PASSAGE:
---------------
If anything got tired, using Richard's misplaced analogy with market research surveys, it would have been the abstracts, not the researchers. And even if the abstracts were a bit tired, the words written in them wouldn't change :) (See also Tol's Error 6 in the SkS booklet, about how he confuses a literature search with a market research study.)

Richard used this issue as an excuse for more unsubstantiated allegations - that "Cook first did not want outsiders to look at them and later denied their existence". Which is what disinformers and smear merchants do. They don't back up their false claims (they can't) and they impugn nefarious intent.
(There are a very good reasons for John Cook withholding these date data. Apart from it being irrelevant to the findings or the methodology, his researchers were assured of anonymity. Individual ratings would not be attributed to any researcher. Because the SkS forum was hacked and private discussions stolen, it would have been possible for unscrupulous people to work out who rated which abstracts, and then attempt to twist that information to discredit the people and the research. Richard knows all this, but decided to attempt to smear John Cook anyway. Elsewhere, Richard also used the stolen discussions out of context, attributing a different meaning, to bolster his flawed arguments. This is described in Tol Error 13 in the SkS booklet.)

Richard didn't pursue that Gish gallop any further. Instead he moved ahead to another.

Tol Gallop number 3 - The sample: why didn't Richard ask John Cook?

In between, Richard tossed in a third Gish gallop. He claimed that "Cook's data have 12,876 papers. Cook's paper mentions 12,465 papers, of which 11,944 were used."

It took a lot of time before Richard responded to people asking what he was referring to. Turns out he didn't have a clue about where his 12,876 number came from. Not even after it was pointed out to him. He flailed about, variously asserting that it came from the ERL website (it didn't), then that he got it from the "paper ID's" - without saying where. He ignored my comment suggesting it came from the SkS download page.

He also ignored various suggestions as to why there could be more Article ID's listed than there were papers in the sample. As it turns out, the reason was simple, as I discovered by going straight to the source:
Being of a curious nature I did some more digging. In addition, I asked John Cook himself about the numbering. He let me know that I wasn't far off track. 
Turns out the IDs were assigned sequentially automatically, as expected. Some duplicates were accidentally added when John re-imported to his database from WoS, so he deleted them. This meant there were gaps in the article IDs.
My own digging supports this. Richard could have done the same if he'd been interested in finding out, instead of just wanting to imply nefarious activity.
I was able to account for all but two of the Abstract IDs in three lots of sequential IDs that have no abstracts attached. This indicates the removal of duplicates, inserted then removed in a batch. It's highly unlikely that there would have been this many sequential non-peer reviewed, for example, or anything else. So that leaves duplicate entries. Here are the numbers of sequential IDs:
  • IDs 5 to 346 inclusive = 342
  • IDs 1001 to 1004 inclusive = 4
  • IDs 2066 to 2128 inclusive. = 63
Total = 409 - the other two are probably isolated somewhere.
---------------
TASK REQUIREMENTS:
**1)** Reproduce the passage's wording between "(There are a" and "ahead to another.", inclusive.
**2)** In two or three sentences, condense the paragraph of the passage that begins "It took a lot of time before Richard responded", keeping its main facts.

DATA LINES:
---------------
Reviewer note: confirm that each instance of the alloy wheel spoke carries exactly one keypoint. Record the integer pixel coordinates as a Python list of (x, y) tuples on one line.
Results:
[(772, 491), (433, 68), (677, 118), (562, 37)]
---------------
ANSWERS BY TASK:
**1)**
(There are a very good reasons for John Cook withholding these date data. Apart from it being irrelevant to the findings or the methodology, his researchers were assured of anonymity. Individual ratings would not be attributed to any researcher. Because the SkS forum was hacked and private discussions stolen, it would have been possible for unscrupulous people to work out who rated which abstracts, and then attempt to twist that information to discredit the people and the research. Richard knows all this, but decided to attempt to smear John Cook anyway. Elsewhere, Richard also used the stolen discussions out of context, attributing a different meaning, to bolster his flawed arguments. This is described in Tol Error 13 in the SkS booklet.)

Richard didn't pursue that Gish gallop any further. Instead he moved ahead to another.

**2)** Richard was slow to answer people who asked what his figure of 12,876 referred to, and he had no idea where the number came from, even after it was pointed out to him. He first said it came from the ERL website (it didn't), then from the "paper ID's" without saying where. He ignored a comment suggesting it came from the SkS download page.